■ **ASSIGNMENT**: Print every line of the material exactly.

####################

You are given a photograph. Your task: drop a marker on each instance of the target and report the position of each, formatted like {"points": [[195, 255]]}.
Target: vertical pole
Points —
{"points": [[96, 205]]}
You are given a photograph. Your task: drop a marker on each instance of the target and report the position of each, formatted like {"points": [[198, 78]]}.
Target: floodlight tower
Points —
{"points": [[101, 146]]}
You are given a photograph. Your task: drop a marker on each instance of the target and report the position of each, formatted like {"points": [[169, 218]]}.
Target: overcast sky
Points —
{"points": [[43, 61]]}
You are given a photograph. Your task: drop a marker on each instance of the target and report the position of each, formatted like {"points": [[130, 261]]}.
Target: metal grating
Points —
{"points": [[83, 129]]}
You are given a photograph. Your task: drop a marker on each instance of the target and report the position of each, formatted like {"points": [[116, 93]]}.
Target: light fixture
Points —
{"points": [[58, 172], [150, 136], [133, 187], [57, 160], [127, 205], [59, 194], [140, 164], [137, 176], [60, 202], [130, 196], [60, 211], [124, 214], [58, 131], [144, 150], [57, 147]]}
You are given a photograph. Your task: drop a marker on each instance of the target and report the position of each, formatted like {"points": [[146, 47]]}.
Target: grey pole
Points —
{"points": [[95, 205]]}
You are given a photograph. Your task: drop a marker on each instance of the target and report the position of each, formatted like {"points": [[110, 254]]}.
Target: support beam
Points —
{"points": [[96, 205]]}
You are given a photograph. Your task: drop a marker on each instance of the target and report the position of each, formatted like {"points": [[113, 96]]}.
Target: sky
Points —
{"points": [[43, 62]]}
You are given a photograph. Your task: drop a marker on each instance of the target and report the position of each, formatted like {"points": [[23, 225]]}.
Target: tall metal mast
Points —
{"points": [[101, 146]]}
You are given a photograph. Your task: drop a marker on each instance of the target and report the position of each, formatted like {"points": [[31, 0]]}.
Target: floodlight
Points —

####################

■ **RESULT OF THIS EXERCISE**:
You are given a photograph. Your task: drop a marker on each instance of the target and report the position of each, formatted like {"points": [[195, 255]]}.
Target: vertical pole
Points —
{"points": [[96, 205]]}
You are given a photograph. Your task: drop a marker on each instance of the target and report the position of each, formatted like {"points": [[198, 78]]}.
Target: floodlight tower
Points —
{"points": [[101, 146]]}
You are given a photograph. Your task: drop a marker on each instance of the target and report the position of each, formatted like {"points": [[169, 218]]}.
Target: overcast sky
Points —
{"points": [[43, 61]]}
You are given a photograph. Your task: drop a marker on each instance of the target and report the position of each, formatted like {"points": [[130, 261]]}.
Target: metal grating
Points —
{"points": [[83, 129]]}
You are given a photograph. Your task: drop a marker on each instance of the target and report the position of each, formatted like {"points": [[116, 93]]}.
Target: light fixture
Points —
{"points": [[58, 172], [150, 136], [133, 187], [57, 160], [127, 205], [59, 194], [140, 164], [137, 176], [60, 202], [130, 196], [60, 211], [124, 214], [58, 131], [144, 150], [57, 147]]}
You are given a photograph. Your task: drop a marker on each instance of the target and report the position of each, formatted like {"points": [[146, 47]]}.
Target: grey pole
Points —
{"points": [[95, 205]]}
You are given a photograph. Your task: drop a marker on each instance of the target and report the position of each, formatted like {"points": [[110, 254]]}.
Target: support beam
Points —
{"points": [[96, 205]]}
You are given a photograph. Your task: drop a marker on each instance of the target and report the position of each, formatted like {"points": [[113, 96]]}.
Target: sky
Points —
{"points": [[43, 62]]}
You are given a photograph. Your task: drop a marker on each instance of the target and report the position of each, formatted like {"points": [[23, 225]]}.
Target: tall metal mast
Points —
{"points": [[101, 146]]}
You are given a photograph. Your task: drop a marker on each instance of the target and report the position of each, formatted like {"points": [[31, 0]]}.
Target: floodlight
Points —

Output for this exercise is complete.